> [Brief]:
How many lines in the entries below contain the string "outline"? Case matters. Reply with the number alone.
◇ ◇ ◇ ◇ ◇ ◇ ◇
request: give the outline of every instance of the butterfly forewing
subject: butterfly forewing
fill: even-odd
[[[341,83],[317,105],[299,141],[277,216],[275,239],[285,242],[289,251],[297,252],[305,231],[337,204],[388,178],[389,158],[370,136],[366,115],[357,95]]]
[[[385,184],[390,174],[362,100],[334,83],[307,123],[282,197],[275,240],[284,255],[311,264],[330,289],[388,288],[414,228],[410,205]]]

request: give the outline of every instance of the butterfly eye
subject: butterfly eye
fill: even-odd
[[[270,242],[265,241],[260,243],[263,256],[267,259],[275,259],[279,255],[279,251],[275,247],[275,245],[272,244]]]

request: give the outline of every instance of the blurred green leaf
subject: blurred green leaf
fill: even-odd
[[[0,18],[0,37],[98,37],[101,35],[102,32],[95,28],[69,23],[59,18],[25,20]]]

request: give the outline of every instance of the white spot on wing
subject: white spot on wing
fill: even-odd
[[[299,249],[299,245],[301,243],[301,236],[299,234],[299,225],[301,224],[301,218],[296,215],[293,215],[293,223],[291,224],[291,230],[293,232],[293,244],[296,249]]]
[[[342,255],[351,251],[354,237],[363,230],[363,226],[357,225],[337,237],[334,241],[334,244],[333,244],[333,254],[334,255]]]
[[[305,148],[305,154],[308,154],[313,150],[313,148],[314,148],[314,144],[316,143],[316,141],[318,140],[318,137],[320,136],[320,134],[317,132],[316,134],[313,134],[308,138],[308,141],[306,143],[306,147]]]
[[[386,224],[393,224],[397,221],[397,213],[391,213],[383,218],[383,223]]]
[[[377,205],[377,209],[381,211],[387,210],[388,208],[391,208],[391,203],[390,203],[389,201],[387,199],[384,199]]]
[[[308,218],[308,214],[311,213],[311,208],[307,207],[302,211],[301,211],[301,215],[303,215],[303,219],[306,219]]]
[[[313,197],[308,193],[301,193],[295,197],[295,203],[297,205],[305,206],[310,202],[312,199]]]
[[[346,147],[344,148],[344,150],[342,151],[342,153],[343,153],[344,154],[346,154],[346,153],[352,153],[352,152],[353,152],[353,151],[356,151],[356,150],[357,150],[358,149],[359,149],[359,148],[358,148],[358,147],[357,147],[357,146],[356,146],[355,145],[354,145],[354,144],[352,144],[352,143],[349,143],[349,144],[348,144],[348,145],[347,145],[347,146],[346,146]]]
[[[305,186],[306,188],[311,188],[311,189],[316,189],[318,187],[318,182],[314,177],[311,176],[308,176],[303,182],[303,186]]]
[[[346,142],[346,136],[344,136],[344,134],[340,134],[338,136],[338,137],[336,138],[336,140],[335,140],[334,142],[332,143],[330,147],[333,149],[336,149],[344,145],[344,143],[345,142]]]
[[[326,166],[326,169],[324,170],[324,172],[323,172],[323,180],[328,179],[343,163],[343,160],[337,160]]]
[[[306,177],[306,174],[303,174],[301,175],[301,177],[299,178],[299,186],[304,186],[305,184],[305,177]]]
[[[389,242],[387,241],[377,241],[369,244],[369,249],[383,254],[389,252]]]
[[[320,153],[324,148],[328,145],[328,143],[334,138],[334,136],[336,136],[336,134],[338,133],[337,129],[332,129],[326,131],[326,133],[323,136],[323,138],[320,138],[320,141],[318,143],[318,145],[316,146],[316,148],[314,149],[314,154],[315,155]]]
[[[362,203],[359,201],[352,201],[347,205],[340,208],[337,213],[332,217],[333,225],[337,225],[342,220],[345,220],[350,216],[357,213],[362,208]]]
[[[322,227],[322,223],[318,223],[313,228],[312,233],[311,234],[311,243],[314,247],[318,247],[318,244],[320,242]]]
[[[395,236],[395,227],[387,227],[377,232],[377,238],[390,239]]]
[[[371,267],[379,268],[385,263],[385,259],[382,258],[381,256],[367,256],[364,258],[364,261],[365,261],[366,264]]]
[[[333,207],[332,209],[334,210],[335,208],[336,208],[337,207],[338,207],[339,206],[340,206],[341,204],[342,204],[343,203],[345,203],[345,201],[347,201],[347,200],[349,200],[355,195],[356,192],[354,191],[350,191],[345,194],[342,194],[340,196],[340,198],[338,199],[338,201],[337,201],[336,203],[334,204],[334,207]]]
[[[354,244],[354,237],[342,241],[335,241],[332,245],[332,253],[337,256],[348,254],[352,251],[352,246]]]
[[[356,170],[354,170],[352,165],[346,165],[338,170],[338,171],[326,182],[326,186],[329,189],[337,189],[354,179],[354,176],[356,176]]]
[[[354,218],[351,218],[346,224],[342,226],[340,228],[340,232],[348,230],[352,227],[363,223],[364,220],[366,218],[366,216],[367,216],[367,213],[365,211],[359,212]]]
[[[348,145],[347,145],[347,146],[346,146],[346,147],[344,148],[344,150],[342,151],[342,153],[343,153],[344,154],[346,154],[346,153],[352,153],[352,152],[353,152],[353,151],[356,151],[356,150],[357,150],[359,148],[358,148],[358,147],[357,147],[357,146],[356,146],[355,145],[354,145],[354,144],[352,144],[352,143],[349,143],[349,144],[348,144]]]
◇ ◇ ◇ ◇ ◇ ◇ ◇
> [Task result]:
4